Segment Start: Text excerpt

Even now, when so much of the South has been strip-malled, skyscrapered and paved over, we think of the place differently, as a part of the country with a dogged mystique, a permanent residue of idiosyncrasies and a particular burden of history. “When the Stars Begin to Fall: Imagination and the American South,” an exhibition in New York City that continues through June 29 at the Studio Museum in Harlem, is about ways that African-American artists have tried to make use of the peculiar materials, both physical and psychological, that the Southern states have afforded them. Many of the 35 artists in the show, organized by Thomas J. Lax, actually live outside the region–Brooklyn seems to be a common fate–but all of them have a link of some kind to the place, whether by birth, upbringing or just as a source of inspiration. Quite a few fall into the unwieldy category of outsider artists: self-taught practitioners who may also be eccentrics, hermits, religious visionaries or diagnosed schizophrenics. Though the show also includes work by artists who are none of those things–some as famous, highly schooled and eminently sane as Kara Walker, Carrie Mae Weems and Theaster Gates–it keeps circling back to men and women who made their art, some of it pretty marvelous, in prisons or hospitals, or just while attuned to a mental frequency all their own.
This would describe the output of Frank Albert Jones, born in 1900, who began making his thorny colored-pencil drawings in 1964 while serving a life sentence for murder at the Texas state penitentiary in Huntsville. Almost his entire body of work consists of intricately rendered imaginary buildings–haunted houses of incarceration–where every room is bordered with bristling red and blue points, like barbed wire. Jones called these places devil houses, and in each of their rooms he put abstracted representations of the ghosts that he called haints. He claimed to have seen them all his life and said they lured people in to “do bad things.” If the devil houses are places where Jones sublimated his experience of prison–clocks figure in a lot of them–they work for us as strangely potent diagrams of a bristling inner life.

Segment End: Text excerpt
Segment Start: Supplied data

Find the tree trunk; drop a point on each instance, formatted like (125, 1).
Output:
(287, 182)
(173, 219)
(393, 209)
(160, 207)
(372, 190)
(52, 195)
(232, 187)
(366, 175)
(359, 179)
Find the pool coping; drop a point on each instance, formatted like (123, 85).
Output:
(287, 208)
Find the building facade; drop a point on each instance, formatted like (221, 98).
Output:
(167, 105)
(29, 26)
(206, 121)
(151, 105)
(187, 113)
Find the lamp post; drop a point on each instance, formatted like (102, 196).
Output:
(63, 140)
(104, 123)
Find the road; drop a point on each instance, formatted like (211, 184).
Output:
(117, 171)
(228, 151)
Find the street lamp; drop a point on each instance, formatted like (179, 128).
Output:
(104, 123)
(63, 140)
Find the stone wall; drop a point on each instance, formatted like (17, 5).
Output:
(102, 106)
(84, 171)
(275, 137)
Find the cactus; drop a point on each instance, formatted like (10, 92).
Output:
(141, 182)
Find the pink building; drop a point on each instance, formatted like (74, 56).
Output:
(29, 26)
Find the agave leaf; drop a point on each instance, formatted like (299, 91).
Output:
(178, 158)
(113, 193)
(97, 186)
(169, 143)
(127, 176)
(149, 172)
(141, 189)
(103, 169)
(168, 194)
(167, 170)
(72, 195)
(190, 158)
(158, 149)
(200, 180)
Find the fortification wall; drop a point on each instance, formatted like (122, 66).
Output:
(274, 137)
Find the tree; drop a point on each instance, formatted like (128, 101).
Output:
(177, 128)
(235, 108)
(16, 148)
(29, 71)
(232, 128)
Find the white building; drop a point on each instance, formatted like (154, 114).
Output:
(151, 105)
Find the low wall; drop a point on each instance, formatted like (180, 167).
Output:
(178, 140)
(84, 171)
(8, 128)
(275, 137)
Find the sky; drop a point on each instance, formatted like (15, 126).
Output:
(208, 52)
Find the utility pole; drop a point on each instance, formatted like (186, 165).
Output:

Segment End: Supplied data

### Work task 1:
Translate this sentence from the article on the Studio Museum exhibition into Spanish: "Jones called these places devil houses, and in each of their rooms he put abstracted representations of the ghosts that he called haints."
### Work task 2:
According to the article on the Studio Museum exhibition, in what year did Frank Albert Jones begin making his colored-pencil drawings?
### Work task 3:
The article on the Studio Museum exhibition notes that many of the artists in the show live outside the South. Why are they still included in an exhibition about the region?

### Task response 1:
Jones llamaba a estos lugares casas del diablo, y en cada una de sus habitaciones colocó representaciones abstractas de los fantasmas a los que llamaba haints.

### Task response 2:
He began in 1964.

### Task response 3:
All of them have some link to the South, whether by birth, by upbringing, or because it serves as a source of inspiration.